Given problem: Copy out each of the entries below word for word, from the first to the last.

Dataset:
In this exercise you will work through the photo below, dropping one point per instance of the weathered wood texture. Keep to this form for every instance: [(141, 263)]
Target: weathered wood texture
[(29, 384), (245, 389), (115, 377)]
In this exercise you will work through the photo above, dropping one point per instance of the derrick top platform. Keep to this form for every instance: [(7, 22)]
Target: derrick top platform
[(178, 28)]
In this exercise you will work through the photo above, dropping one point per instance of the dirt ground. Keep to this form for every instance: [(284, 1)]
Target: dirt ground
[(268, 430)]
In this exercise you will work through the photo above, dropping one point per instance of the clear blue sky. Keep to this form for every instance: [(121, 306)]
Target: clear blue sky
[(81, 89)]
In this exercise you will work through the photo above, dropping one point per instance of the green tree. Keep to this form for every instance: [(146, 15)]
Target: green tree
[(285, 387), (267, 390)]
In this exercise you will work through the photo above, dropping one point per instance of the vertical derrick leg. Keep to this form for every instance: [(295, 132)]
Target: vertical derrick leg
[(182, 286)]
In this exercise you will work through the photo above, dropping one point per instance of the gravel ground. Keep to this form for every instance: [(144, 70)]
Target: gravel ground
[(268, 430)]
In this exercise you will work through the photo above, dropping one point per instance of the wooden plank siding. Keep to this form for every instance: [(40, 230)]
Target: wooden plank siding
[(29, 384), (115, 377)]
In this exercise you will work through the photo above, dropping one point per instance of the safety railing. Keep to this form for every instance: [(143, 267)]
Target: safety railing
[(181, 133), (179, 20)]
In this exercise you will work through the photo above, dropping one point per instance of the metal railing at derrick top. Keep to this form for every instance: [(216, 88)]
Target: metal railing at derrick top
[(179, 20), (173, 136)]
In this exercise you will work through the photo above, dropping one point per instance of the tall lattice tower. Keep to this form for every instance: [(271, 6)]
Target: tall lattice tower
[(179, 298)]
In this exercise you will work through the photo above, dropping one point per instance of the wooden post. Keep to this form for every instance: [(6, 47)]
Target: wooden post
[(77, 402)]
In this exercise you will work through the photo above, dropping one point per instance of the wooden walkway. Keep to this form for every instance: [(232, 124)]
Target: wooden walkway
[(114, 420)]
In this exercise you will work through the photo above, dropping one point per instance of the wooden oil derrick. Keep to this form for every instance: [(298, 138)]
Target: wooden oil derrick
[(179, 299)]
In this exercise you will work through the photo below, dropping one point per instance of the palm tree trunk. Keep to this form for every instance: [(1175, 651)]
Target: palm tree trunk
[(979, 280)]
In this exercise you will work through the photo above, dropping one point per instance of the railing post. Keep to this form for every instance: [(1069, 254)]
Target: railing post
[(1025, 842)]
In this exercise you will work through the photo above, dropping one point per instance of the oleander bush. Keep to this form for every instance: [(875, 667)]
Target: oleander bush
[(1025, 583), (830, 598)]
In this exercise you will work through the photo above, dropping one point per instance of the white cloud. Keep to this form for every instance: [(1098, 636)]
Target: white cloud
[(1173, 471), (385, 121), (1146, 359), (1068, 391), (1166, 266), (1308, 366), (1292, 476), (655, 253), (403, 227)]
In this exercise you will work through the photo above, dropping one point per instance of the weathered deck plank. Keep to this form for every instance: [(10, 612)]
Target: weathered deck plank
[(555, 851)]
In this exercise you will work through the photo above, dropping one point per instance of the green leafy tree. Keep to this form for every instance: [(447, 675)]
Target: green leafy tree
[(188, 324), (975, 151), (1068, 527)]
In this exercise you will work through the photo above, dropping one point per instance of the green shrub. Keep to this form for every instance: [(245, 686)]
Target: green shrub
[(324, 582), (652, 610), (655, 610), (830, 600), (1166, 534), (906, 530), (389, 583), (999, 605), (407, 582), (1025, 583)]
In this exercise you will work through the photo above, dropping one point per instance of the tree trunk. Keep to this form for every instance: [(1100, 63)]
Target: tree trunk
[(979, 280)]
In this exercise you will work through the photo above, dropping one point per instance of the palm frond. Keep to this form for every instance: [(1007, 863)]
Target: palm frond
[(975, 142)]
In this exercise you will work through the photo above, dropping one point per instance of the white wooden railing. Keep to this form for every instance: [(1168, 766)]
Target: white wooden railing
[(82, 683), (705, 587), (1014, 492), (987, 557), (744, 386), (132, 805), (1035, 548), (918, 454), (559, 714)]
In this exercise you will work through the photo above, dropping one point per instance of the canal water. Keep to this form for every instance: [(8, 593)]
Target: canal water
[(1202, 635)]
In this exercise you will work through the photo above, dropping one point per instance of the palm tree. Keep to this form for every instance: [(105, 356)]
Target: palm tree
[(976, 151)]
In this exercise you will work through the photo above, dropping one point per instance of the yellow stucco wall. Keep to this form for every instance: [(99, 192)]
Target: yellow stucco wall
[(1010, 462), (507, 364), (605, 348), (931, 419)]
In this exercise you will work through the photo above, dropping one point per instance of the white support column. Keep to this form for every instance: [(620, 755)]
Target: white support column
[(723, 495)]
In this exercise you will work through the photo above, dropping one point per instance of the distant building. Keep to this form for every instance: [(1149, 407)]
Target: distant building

Complete response:
In this exercise you will work through the photo below, dropping one point per instance of the weathered wood texture. Keep to this form for every instance: [(141, 263)]
Target: weathered wood texture
[(29, 384), (245, 389), (115, 377)]
In this exercise you will work through the photo above, dropping one point per instance of the derrick top platform. Keep to this form for every instance: [(7, 22)]
Target: derrick top platform
[(178, 28)]
In this exercise you will work through the photo above, dropping one point per instance of the dirt ground. Keep to this form for every instance: [(284, 1)]
Target: dirt ground
[(268, 430)]
In this exercise you will work through the photo above, dropping one point per instance of the clear blue sky. Keep to this form for every instance: [(121, 306)]
Target: clear blue sky
[(81, 89)]
In this exercise you will work through the photo above, dropping one point per instance of the green tree. Keep to this form for every instance: [(146, 15)]
Target: green tree
[(285, 387), (267, 390)]
In this exercise you will work through the photo above, dropping one point per instance of the vertical derrick leg. Keep to this form for every instance: [(295, 132)]
Target: vertical derrick leg
[(182, 286)]
In this exercise you will work through the photo above, dropping one point per instance of the gravel ground. Keep to this form for every instance: [(144, 70)]
Target: gravel ground
[(268, 430)]
In this exercise you will work through the photo above, dropping one point per instance of the wooden plank siding. Keep to this form for every instance: [(40, 230)]
Target: wooden plank siding
[(29, 384), (115, 377)]
In this exercise you will work through the photo above, dropping one point per instance of the safety railing. Keep to this form for every instance: [(143, 267)]
Target: safety railing
[(181, 133), (179, 20)]
In this exercise you will work through the photo above, dropping one point per instance of the metal railing at derrick top. Keep to this form for every instance: [(216, 88)]
Target: metal railing at derrick top
[(179, 20), (173, 136)]
In this exercise you will work through the photo above, dropping one point per instance of the tall lattice tower. Keep to this form for every instance: [(271, 6)]
Target: tall lattice tower
[(179, 298)]
In this exercise you will work through the photo above, dropping one point per instance of the wooden post. Keep to this form for every instance: [(6, 47)]
Target: wooden post
[(77, 402)]
In this exercise you will work through the photo above, dropping one point per instance of the wooden walkway. Keep to this form for every instance: [(232, 124)]
Target: wooden walkway
[(114, 420)]
In this exercise you will work through the photo above, dropping one point per instance of the wooden oil derrick. Keep to this form for every instance: [(298, 138)]
Target: wooden oil derrick
[(179, 299)]
In this exercise you will work through the photo below, dropping one point per instance of the palm tree trunk. Keep to this form for every instance: [(1175, 651)]
Target: palm tree trunk
[(979, 280)]
In this exercise you will work through the photo above, dropping one point per instance of the railing post. Keep to this form for every instance: [(1069, 254)]
Target: railing post
[(1025, 842)]
In this exercise you will work through the photo above, dropping one point per instance of the oleander bush. Keep to this form for every instance: [(875, 667)]
Target: oleander bush
[(1025, 583), (830, 598)]
In this exercise you will work through the photo above, dropping one point per instance of the white cloud. Keep to this form for every instance: [(1098, 636)]
Target: white cloud
[(1173, 471), (385, 121), (1146, 359), (1068, 391), (1166, 266), (1308, 366), (1292, 476), (655, 253), (403, 227)]
In this exercise you will work through the photo above, dropping one point per instance of the weathered deck plank. Keep to this form for every instance: [(10, 612)]
Target: weathered deck plank
[(555, 851)]
In this exercise you will work through the photo above, dropping one point per instance of the green leafy tree. Keep to this form for every instance: [(447, 675)]
Target: green leafy tree
[(188, 324), (975, 151), (1068, 527)]
In this exercise you will work through the photo above, dropping one point per instance of the green shrub. Keep to this form for every instance: [(245, 686)]
Target: green shrub
[(324, 582), (652, 610), (655, 610), (830, 600), (1166, 534), (906, 530), (389, 583), (999, 605), (407, 582), (1025, 583)]
In this exercise you will work through the photo above, dropping one point per instance of the tree trunk. Keep to this form for every instance: [(1100, 63)]
Target: tree trunk
[(979, 280)]
In this exercise you will work through the photo above, dropping one point per instance of the palm frond. Keep to this form for every instance: [(1007, 863)]
Target: palm frond
[(975, 142)]
In this exercise you will work through the photo above, dropping one point per instance of the white wooden railing. Keep to this form for every instance: [(1168, 766)]
Target: white wooden railing
[(82, 683), (705, 587), (1014, 492), (987, 557), (744, 386), (132, 805), (1035, 548), (918, 454), (559, 714)]
In this exercise you will work through the photo above, dropping one point per instance of the canal water. Keep to this form for every instance: [(8, 593)]
Target: canal water
[(1202, 635)]
In this exercise you will work through the photo above, dropping one point per instance of the palm tree. Keep to this form for every instance: [(105, 356)]
Target: palm tree
[(976, 151)]
In this exercise you will work through the photo above, dropping one point per instance of the yellow stucco wall. Keep to this form for every instance: [(99, 192)]
Target: yellow stucco wall
[(1010, 462), (507, 364), (605, 348), (931, 419)]
In this exercise you will work through the photo above, dropping one point per instance of the white support column. Keep to this form for every instance: [(620, 755)]
Target: white support column
[(723, 495)]
In this exercise you will work through the photo above, dropping one point per instance of the distant building. Keep to this form for every instance: [(1149, 407)]
Target: distant building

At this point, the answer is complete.